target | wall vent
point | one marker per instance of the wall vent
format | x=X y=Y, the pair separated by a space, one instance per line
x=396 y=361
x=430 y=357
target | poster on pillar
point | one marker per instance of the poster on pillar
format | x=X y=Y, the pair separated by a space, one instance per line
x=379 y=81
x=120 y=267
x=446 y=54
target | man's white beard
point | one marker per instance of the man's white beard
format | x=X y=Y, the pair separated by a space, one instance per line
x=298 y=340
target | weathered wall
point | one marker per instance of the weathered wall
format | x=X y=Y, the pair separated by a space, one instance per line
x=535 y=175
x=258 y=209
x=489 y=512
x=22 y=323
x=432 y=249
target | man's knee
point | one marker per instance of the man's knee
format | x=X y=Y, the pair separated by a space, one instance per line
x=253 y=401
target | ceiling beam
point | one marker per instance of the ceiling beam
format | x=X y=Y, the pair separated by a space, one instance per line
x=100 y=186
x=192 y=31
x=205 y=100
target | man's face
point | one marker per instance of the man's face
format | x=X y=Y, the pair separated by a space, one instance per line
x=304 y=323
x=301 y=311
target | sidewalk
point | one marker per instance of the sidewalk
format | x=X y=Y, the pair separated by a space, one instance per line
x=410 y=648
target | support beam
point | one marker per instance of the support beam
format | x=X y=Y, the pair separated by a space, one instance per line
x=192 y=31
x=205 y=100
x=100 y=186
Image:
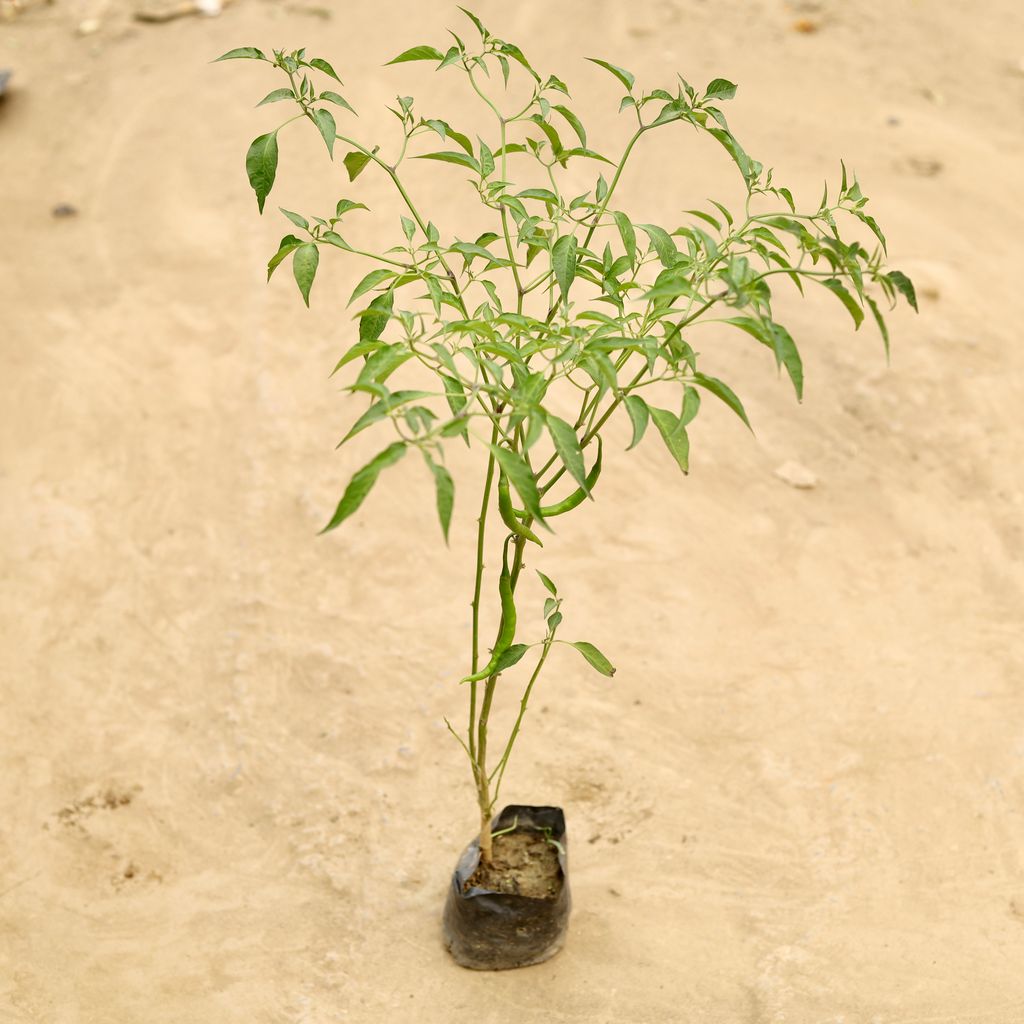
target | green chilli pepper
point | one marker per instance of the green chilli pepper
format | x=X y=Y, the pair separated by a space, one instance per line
x=507 y=633
x=576 y=498
x=508 y=513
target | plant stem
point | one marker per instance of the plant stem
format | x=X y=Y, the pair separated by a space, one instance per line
x=500 y=767
x=477 y=588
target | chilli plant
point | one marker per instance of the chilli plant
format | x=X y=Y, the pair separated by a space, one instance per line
x=564 y=303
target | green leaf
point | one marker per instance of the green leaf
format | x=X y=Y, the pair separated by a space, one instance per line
x=543 y=194
x=381 y=364
x=775 y=337
x=624 y=76
x=629 y=236
x=563 y=262
x=880 y=320
x=326 y=68
x=581 y=152
x=739 y=157
x=371 y=281
x=511 y=656
x=446 y=131
x=354 y=163
x=904 y=286
x=720 y=88
x=674 y=435
x=275 y=96
x=722 y=390
x=261 y=166
x=345 y=205
x=328 y=128
x=418 y=53
x=334 y=97
x=839 y=290
x=573 y=122
x=241 y=53
x=380 y=409
x=662 y=243
x=444 y=486
x=567 y=445
x=363 y=482
x=375 y=317
x=336 y=240
x=304 y=264
x=639 y=415
x=520 y=477
x=595 y=657
x=453 y=157
x=295 y=218
x=479 y=28
x=288 y=245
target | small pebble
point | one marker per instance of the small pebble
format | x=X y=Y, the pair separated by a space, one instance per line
x=797 y=476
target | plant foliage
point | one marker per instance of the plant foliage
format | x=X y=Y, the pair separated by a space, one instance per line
x=565 y=299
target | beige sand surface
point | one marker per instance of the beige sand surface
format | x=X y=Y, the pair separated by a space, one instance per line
x=226 y=793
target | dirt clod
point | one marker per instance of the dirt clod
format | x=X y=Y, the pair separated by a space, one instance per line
x=524 y=864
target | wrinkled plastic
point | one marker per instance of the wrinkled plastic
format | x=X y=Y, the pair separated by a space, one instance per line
x=488 y=931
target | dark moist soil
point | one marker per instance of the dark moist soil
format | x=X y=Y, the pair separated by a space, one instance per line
x=524 y=864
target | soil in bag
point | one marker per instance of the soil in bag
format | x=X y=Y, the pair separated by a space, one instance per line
x=514 y=911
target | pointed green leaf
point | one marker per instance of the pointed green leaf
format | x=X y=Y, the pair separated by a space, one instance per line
x=354 y=163
x=453 y=157
x=304 y=264
x=624 y=76
x=840 y=291
x=288 y=245
x=326 y=68
x=628 y=235
x=520 y=476
x=674 y=434
x=371 y=281
x=418 y=53
x=295 y=218
x=275 y=96
x=381 y=364
x=328 y=128
x=662 y=243
x=261 y=166
x=334 y=97
x=720 y=89
x=242 y=52
x=375 y=317
x=567 y=445
x=639 y=415
x=379 y=410
x=511 y=656
x=363 y=482
x=722 y=390
x=444 y=487
x=563 y=262
x=904 y=286
x=345 y=205
x=595 y=657
x=573 y=122
x=880 y=320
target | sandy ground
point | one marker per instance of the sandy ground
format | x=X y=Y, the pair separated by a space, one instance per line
x=226 y=792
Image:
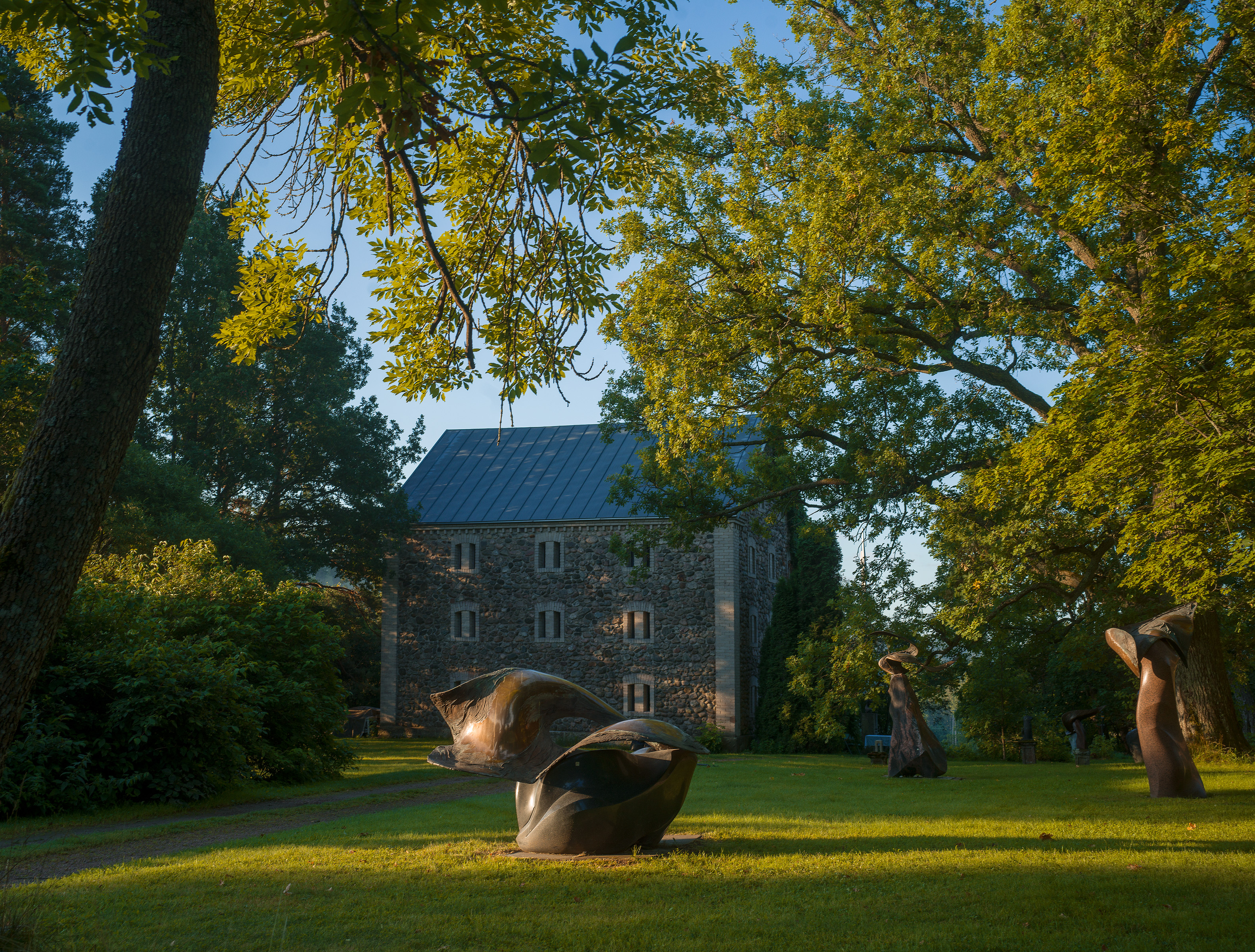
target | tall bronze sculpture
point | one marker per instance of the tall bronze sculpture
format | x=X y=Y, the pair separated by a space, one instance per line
x=568 y=800
x=914 y=750
x=1153 y=653
x=1075 y=727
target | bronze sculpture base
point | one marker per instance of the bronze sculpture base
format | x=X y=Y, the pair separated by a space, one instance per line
x=1153 y=651
x=603 y=800
x=1135 y=748
x=1169 y=763
x=584 y=799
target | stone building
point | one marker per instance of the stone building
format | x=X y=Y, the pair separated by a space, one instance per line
x=511 y=567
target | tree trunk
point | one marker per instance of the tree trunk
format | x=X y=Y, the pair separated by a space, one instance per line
x=54 y=506
x=1205 y=702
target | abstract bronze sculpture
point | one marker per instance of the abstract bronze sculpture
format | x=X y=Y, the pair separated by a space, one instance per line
x=568 y=800
x=1153 y=653
x=914 y=750
x=1075 y=727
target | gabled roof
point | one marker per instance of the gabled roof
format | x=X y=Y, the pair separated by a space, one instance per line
x=535 y=474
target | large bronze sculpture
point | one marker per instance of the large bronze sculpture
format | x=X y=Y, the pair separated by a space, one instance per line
x=1153 y=653
x=914 y=750
x=568 y=800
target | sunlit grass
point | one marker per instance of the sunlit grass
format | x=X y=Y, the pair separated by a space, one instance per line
x=816 y=852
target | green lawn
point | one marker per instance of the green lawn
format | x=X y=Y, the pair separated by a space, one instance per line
x=380 y=763
x=815 y=852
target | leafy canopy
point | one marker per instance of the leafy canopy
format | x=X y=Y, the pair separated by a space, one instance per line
x=942 y=192
x=383 y=115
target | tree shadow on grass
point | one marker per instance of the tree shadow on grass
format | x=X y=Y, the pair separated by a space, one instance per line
x=978 y=845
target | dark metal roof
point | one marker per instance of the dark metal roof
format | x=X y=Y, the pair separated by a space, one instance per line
x=535 y=474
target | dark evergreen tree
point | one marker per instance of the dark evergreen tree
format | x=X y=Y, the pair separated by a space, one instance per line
x=282 y=444
x=806 y=601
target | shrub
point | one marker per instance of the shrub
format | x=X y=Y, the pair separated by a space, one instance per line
x=173 y=678
x=1101 y=748
x=711 y=738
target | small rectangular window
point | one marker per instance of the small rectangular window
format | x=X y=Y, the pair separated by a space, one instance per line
x=549 y=555
x=638 y=625
x=464 y=625
x=638 y=699
x=464 y=557
x=549 y=625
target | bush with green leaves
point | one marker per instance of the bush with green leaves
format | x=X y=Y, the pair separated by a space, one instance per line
x=174 y=676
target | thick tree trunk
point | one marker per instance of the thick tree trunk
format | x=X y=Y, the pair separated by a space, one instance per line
x=54 y=507
x=1205 y=701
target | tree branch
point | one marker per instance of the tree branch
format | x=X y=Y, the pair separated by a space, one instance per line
x=1209 y=68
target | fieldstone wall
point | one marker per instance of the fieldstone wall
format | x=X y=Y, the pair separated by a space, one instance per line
x=594 y=591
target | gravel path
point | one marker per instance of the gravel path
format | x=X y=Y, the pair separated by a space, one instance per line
x=51 y=866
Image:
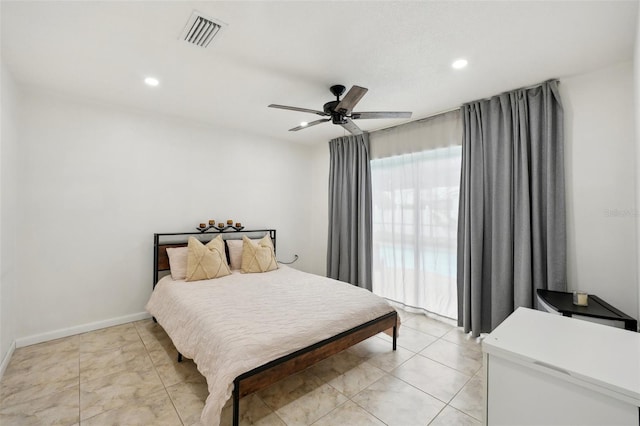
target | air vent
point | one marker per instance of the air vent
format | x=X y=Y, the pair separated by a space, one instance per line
x=200 y=30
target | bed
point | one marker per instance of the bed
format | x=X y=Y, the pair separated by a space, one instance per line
x=245 y=331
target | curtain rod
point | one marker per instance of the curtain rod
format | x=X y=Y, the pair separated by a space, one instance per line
x=446 y=111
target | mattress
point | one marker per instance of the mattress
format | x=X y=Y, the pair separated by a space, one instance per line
x=233 y=324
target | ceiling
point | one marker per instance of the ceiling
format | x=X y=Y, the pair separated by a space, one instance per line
x=290 y=52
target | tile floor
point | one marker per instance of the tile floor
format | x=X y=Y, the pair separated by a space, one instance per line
x=128 y=375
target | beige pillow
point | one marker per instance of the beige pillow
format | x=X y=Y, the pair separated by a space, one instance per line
x=258 y=257
x=235 y=252
x=206 y=262
x=178 y=262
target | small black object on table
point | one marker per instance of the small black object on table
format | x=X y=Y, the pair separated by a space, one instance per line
x=597 y=308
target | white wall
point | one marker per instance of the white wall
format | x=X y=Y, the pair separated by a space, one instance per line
x=319 y=207
x=97 y=181
x=600 y=184
x=8 y=215
x=637 y=84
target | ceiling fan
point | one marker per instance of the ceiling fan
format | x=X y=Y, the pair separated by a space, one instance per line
x=341 y=111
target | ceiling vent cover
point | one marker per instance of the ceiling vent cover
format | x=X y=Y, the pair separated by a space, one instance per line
x=200 y=29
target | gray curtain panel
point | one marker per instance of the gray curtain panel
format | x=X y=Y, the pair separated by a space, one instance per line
x=349 y=245
x=511 y=222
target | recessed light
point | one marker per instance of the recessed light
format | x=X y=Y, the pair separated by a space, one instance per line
x=459 y=64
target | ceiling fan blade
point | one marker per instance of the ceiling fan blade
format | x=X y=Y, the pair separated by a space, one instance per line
x=351 y=127
x=313 y=123
x=312 y=111
x=380 y=114
x=350 y=100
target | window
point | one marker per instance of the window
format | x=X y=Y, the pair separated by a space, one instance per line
x=415 y=220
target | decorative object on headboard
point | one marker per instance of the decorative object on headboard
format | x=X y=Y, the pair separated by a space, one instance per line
x=203 y=227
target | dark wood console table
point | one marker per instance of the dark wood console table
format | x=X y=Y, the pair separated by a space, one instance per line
x=597 y=308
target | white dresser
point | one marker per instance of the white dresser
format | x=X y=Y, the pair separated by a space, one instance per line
x=543 y=369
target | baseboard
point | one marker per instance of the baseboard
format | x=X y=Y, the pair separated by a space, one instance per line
x=65 y=332
x=7 y=358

○ ○ ○ ○ ○ ○ ○

Retype each line of the data exactly, beginning with the first; include the line containing "point | one marker per instance of the plant stem" and stop there, skipping every picture.

target | wall vent
point | one marker per instance of the wall vent
format | x=X y=Y, the pair separated by a space, one instance per line
x=396 y=361
x=430 y=357
target | poster on pillar
point | one marker per instance of the poster on pillar
format | x=X y=Y, the pair separated by a space, one instance per line
x=379 y=81
x=120 y=267
x=446 y=54
target | man's white beard
point | one marker per instance of the man's white beard
format | x=X y=Y, the pair separated by a space, one instance per line
x=298 y=340
target | weathered wall
point | one marker per instance of the weathered wall
format | x=X y=Y, the pair separated by a space, one instance per line
x=535 y=175
x=258 y=209
x=489 y=512
x=22 y=323
x=432 y=249
target | man's knee
point | one marker per instance of the man's knee
format | x=X y=Y, the pair separated by a space, one instance per line
x=253 y=401
target | ceiling beam
point | one marker per instance of the ceiling beam
format | x=X y=Y, the pair separated by a space, one instance per line
x=100 y=186
x=192 y=31
x=205 y=100
target | man's face
point | one marker per instance of the man's face
format | x=X y=Y, the pair separated by a space, one instance per line
x=304 y=323
x=301 y=311
target | sidewalk
point | one marker per instance of the sidewalk
format | x=X y=Y, the pair separated by a space, one instance per line
x=410 y=648
target | support beam
point | one marker per instance of the support beam
format | x=X y=Y, the pair separated by a space, one instance per line
x=192 y=31
x=205 y=100
x=100 y=186
Image:
target | green chilli pepper
point | one marker per instance of the green chilli pepper
format | x=X y=Y, the pair separated by a space, one instance per line
x=507 y=633
x=576 y=498
x=508 y=513
target | plant stem
point | one marker per instance of the plant stem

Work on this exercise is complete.